Start of SUPPLIED RECORDS

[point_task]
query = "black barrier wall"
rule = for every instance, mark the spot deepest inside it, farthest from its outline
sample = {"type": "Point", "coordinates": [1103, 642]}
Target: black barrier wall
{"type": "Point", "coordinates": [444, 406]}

End of SUPPLIED RECORDS

TASK BRIEF: Set down each line of the data precisely as it appears above.

TASK RESPONSE:
[point_task]
query = "black barrier wall"
rule = for every instance, mark the spot deepest inside it, farthest from its outline
sample = {"type": "Point", "coordinates": [1103, 642]}
Target: black barrier wall
{"type": "Point", "coordinates": [444, 406]}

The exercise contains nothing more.